SHORT EXERCISE
Copy the lines below without any changes, starting at the line with "Please put a dot on every instance of the front wheel" and ending at the line with "<point>163,275</point>", and include both of those lines.

━━━━━ DATA ENTRIES ━━━━━

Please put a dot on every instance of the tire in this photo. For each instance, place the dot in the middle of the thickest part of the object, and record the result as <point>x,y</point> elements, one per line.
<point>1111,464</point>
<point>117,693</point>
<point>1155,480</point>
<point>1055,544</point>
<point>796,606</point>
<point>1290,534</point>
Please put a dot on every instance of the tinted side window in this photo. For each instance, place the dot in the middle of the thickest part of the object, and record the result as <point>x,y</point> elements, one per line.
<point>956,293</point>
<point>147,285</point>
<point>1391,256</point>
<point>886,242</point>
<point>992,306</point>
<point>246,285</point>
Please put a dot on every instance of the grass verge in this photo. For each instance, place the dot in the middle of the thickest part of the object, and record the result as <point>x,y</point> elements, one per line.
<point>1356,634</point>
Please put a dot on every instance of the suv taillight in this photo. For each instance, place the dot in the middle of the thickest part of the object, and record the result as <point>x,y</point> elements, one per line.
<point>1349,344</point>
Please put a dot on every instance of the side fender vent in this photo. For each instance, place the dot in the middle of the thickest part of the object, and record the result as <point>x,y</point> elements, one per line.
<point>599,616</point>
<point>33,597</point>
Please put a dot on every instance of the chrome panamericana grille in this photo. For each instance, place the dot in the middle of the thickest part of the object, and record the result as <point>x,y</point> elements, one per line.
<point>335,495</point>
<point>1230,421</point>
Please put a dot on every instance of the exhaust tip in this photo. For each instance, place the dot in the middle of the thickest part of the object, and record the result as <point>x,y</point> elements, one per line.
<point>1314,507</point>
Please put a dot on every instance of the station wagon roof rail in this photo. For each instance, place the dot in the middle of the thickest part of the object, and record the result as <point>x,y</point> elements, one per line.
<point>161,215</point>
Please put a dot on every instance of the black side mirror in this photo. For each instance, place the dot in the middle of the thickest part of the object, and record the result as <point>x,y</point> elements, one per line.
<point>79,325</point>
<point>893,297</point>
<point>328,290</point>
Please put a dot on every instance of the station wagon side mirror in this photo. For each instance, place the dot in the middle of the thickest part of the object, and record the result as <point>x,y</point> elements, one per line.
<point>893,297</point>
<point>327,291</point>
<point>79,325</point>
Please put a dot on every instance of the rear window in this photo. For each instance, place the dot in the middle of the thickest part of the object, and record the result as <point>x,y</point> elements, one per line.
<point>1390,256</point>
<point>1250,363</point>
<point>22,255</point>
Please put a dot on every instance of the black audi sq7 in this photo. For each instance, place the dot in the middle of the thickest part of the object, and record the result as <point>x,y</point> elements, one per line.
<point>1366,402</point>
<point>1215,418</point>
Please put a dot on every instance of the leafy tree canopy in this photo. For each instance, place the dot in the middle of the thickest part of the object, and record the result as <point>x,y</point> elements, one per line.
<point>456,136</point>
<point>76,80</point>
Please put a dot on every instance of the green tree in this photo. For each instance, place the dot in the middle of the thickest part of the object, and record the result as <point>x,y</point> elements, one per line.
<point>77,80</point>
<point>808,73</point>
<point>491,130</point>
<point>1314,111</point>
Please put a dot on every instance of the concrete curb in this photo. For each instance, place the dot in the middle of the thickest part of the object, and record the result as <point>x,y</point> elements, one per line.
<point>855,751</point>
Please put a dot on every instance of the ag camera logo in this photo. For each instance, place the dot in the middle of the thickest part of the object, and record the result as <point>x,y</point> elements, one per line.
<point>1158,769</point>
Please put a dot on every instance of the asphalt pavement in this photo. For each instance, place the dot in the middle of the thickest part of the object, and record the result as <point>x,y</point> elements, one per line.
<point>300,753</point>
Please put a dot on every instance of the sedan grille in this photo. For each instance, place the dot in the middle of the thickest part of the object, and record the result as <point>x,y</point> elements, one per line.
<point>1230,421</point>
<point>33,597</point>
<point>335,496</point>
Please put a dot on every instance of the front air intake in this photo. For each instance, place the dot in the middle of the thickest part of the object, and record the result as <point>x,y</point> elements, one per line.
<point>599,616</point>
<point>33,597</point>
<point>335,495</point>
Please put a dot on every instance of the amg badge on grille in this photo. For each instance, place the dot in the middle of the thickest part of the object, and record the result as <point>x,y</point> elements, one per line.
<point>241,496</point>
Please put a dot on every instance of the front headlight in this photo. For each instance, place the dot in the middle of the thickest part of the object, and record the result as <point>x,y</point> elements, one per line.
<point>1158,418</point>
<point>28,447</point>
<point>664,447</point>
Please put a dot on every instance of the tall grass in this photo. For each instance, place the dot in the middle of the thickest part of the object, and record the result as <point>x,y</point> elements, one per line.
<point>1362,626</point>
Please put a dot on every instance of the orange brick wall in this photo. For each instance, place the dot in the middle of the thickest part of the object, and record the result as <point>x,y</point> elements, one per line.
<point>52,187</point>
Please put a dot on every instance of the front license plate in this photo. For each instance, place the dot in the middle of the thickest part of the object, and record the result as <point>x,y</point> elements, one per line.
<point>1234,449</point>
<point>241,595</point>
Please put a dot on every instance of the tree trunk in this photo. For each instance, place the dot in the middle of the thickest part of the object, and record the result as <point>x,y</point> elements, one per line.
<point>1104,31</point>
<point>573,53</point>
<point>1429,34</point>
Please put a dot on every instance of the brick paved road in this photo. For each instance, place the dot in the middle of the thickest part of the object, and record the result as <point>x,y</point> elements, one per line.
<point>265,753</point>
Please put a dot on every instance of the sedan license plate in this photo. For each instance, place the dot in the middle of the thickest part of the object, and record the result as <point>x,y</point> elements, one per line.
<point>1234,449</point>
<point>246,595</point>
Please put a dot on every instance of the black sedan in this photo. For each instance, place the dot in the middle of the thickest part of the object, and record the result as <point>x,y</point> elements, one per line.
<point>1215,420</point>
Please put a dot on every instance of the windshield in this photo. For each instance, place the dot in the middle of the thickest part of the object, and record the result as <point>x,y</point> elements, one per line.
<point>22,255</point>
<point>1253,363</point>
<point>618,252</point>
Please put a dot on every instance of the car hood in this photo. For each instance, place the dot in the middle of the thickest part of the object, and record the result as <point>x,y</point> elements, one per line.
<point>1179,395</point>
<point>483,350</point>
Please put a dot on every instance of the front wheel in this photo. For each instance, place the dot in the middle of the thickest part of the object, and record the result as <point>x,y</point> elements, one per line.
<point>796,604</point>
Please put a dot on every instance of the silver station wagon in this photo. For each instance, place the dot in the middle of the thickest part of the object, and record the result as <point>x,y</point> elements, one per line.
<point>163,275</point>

━━━━━
━━━━━ DATA ENTRIES ━━━━━

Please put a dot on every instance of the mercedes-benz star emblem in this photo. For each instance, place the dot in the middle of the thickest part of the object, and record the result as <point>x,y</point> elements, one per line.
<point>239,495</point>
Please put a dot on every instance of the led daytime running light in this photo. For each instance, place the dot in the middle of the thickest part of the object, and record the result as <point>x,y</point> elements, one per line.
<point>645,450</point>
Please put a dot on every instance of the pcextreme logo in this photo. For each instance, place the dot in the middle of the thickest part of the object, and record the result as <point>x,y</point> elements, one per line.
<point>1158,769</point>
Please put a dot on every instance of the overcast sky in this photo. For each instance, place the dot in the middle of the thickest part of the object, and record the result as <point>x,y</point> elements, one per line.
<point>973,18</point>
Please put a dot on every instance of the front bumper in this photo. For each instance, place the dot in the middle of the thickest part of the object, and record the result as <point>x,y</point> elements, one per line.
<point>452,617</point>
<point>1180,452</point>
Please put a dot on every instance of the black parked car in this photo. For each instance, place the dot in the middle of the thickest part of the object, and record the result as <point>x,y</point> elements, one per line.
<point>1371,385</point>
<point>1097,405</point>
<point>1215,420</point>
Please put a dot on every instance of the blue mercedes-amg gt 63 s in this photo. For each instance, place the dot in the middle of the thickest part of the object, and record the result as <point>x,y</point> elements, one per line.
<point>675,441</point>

━━━━━

RESULT OF THIS TASK
Please put a dot on every instance of the front wheel in this photo. For each instance, place the dot in the middle of the thickest part of the object, and record the result as <point>x,y</point> elements, one per line.
<point>796,604</point>
Please put a dot on every instance of the silver station wagon in this photo. For each instance, place the dot in the middle of the thickest part of the object, and record the result as <point>x,y</point> elements, one per line.
<point>163,275</point>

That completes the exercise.